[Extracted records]
--- START ---
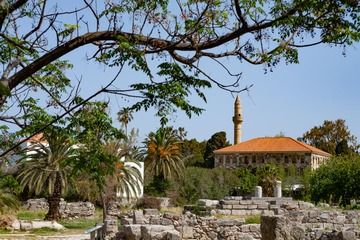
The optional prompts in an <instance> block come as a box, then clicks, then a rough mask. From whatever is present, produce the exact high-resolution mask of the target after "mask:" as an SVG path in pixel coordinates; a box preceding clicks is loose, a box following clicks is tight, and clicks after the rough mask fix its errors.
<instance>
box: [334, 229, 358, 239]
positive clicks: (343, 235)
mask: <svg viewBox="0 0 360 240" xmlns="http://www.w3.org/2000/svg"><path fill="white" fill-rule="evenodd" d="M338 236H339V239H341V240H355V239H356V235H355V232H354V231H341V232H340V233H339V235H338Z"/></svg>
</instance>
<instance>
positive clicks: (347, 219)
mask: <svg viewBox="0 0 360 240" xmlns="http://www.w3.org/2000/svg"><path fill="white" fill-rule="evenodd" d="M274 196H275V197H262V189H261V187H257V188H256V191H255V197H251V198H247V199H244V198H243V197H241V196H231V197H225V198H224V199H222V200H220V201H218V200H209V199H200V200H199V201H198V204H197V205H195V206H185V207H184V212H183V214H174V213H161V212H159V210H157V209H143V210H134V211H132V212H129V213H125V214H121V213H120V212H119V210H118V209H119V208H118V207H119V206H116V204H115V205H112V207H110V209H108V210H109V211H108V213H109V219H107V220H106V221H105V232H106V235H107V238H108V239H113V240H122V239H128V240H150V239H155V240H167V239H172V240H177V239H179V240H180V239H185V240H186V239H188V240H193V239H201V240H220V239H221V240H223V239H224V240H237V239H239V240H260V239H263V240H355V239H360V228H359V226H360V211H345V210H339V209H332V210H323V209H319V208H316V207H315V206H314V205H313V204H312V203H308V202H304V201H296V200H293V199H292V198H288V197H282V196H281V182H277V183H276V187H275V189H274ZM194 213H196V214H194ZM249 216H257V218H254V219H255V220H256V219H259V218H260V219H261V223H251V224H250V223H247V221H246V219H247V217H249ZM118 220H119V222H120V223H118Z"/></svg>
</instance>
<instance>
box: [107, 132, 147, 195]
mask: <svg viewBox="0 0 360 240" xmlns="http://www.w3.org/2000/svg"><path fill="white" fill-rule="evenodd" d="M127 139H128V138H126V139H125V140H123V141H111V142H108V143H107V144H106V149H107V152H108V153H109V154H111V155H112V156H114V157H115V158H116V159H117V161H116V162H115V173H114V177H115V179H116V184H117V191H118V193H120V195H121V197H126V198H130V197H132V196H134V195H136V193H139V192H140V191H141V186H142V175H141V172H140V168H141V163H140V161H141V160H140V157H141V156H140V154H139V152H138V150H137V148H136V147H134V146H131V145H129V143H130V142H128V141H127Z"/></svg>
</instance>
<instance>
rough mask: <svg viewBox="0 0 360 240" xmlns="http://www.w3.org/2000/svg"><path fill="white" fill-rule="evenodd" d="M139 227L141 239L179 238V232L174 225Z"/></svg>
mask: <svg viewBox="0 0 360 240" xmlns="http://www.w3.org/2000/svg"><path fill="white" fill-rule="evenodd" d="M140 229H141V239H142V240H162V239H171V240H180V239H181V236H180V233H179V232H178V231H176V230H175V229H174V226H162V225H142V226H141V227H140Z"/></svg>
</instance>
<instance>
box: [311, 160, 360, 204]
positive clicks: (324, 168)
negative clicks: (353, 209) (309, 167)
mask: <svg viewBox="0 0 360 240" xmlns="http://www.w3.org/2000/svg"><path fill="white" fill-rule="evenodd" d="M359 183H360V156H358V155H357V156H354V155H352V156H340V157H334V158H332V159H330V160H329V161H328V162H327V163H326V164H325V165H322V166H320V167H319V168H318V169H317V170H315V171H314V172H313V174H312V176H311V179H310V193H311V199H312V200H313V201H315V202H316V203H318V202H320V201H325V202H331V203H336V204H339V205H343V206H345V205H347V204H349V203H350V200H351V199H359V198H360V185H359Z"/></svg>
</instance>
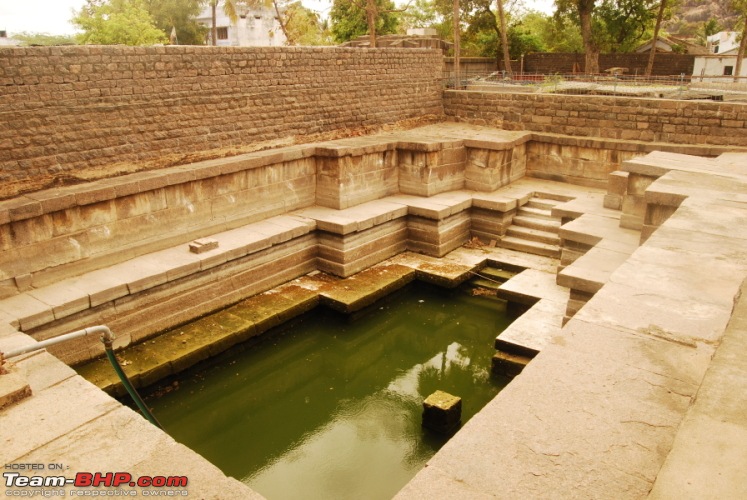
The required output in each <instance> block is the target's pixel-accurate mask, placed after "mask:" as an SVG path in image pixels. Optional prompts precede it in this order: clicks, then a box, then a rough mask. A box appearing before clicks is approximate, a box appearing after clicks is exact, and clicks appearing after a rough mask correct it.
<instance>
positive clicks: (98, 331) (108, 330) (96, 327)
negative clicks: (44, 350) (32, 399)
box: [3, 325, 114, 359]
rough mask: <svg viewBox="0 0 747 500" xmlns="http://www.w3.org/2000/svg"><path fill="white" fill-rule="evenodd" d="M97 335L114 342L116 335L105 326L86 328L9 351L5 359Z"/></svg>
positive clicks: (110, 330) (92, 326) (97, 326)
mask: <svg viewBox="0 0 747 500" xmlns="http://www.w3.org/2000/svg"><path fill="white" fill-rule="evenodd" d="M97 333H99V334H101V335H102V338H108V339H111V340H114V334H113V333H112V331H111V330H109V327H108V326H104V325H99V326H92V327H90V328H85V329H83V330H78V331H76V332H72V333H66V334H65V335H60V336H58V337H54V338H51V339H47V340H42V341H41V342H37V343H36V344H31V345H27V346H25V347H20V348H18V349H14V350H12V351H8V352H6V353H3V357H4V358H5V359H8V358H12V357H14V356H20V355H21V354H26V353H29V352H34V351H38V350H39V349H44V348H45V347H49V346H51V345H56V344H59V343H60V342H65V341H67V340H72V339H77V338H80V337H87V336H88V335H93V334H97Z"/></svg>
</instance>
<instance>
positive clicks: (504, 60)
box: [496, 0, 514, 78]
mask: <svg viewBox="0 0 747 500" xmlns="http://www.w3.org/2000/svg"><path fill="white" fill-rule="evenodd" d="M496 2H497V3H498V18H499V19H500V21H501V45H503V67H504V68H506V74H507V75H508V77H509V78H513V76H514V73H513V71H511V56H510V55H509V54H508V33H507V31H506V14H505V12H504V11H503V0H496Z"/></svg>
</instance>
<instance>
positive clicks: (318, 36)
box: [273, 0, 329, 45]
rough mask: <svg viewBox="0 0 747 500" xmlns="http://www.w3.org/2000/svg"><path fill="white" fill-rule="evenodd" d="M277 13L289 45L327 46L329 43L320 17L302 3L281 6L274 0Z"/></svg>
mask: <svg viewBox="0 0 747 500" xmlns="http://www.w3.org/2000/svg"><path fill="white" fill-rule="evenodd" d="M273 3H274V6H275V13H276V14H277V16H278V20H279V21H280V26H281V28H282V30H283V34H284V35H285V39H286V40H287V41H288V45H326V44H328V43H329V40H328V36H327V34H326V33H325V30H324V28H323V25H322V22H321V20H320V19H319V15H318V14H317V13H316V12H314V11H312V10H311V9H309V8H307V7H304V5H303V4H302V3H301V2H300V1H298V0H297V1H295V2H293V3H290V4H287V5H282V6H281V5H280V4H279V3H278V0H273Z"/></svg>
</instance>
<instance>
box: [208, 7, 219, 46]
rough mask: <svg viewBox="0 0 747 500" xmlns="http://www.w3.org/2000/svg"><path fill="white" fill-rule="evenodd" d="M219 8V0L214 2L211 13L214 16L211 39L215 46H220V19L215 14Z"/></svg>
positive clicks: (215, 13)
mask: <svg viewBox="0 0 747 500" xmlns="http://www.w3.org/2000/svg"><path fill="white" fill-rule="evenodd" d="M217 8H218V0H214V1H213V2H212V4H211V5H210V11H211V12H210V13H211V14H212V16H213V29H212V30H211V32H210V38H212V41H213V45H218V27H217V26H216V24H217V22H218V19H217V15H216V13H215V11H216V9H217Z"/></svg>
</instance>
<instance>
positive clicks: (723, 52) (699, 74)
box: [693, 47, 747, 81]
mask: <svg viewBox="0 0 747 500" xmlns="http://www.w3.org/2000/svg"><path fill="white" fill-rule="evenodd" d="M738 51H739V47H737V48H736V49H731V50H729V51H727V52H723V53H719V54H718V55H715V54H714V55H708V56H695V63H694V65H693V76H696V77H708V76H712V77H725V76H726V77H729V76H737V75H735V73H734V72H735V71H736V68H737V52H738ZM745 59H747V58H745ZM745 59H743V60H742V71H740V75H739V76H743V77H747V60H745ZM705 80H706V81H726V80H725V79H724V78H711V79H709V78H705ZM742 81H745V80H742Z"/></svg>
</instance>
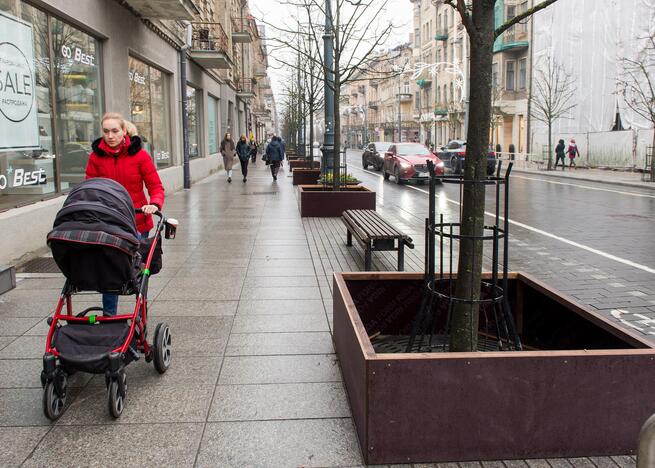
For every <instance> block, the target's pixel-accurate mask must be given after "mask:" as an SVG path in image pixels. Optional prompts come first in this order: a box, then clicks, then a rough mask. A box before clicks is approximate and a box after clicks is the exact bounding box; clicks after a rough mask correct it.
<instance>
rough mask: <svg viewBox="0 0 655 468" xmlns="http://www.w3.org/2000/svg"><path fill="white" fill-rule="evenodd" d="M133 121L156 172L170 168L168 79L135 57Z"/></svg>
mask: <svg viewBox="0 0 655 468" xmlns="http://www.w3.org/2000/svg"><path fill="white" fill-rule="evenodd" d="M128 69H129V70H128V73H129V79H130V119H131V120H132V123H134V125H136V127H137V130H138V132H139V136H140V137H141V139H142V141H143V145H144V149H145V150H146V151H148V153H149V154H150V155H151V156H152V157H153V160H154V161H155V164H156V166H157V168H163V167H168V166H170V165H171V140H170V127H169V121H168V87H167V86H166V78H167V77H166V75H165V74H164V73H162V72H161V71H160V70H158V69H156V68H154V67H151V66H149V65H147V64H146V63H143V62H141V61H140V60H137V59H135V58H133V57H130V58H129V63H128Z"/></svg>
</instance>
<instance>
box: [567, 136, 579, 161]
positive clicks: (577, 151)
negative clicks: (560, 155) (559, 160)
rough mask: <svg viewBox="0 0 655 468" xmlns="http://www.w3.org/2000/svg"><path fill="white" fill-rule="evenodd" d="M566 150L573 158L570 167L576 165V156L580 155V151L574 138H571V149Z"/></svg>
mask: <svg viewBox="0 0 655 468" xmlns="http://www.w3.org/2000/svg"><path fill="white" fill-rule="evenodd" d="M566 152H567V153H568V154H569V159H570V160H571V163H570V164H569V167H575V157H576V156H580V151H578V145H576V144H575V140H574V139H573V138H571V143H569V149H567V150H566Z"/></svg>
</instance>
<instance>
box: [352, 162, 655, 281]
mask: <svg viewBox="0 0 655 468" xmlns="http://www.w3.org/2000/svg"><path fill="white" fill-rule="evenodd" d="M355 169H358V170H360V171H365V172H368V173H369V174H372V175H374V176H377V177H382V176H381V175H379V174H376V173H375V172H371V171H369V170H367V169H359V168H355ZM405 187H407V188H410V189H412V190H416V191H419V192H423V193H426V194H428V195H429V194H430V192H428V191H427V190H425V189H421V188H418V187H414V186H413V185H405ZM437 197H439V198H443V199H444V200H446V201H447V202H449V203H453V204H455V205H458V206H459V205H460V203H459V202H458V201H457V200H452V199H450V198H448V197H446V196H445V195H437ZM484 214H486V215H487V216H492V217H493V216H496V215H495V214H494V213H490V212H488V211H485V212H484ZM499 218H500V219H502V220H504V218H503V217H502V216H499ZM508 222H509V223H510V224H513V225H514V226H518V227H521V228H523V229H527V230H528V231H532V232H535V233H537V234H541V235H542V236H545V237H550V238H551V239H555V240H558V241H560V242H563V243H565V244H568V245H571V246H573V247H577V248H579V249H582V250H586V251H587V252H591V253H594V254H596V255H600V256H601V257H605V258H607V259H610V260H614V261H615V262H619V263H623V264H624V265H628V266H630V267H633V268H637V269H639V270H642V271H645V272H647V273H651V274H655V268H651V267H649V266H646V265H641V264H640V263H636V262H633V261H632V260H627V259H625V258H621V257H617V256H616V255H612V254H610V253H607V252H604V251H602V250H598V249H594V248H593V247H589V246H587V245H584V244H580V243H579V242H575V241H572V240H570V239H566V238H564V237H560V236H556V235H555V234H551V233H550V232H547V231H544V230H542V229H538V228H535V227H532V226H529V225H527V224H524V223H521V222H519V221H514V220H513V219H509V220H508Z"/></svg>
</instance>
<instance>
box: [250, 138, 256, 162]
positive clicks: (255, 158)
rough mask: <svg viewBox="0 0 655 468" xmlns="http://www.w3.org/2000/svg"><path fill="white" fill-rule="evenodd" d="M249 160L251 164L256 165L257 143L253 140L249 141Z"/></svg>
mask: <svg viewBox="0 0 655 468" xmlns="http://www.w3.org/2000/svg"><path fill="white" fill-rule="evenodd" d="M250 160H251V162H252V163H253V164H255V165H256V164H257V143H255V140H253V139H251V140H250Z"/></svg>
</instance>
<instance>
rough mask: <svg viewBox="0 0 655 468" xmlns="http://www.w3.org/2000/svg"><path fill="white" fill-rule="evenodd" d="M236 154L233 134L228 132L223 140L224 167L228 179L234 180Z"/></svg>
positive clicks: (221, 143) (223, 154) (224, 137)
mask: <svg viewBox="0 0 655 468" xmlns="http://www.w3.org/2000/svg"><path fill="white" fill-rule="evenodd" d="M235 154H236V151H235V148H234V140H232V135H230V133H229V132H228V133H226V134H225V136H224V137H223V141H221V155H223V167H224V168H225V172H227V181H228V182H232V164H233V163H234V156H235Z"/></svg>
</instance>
--- END ---
What you have to do: The answer must be one number, the count of lines above that hold the word "approximate".

Written response: 2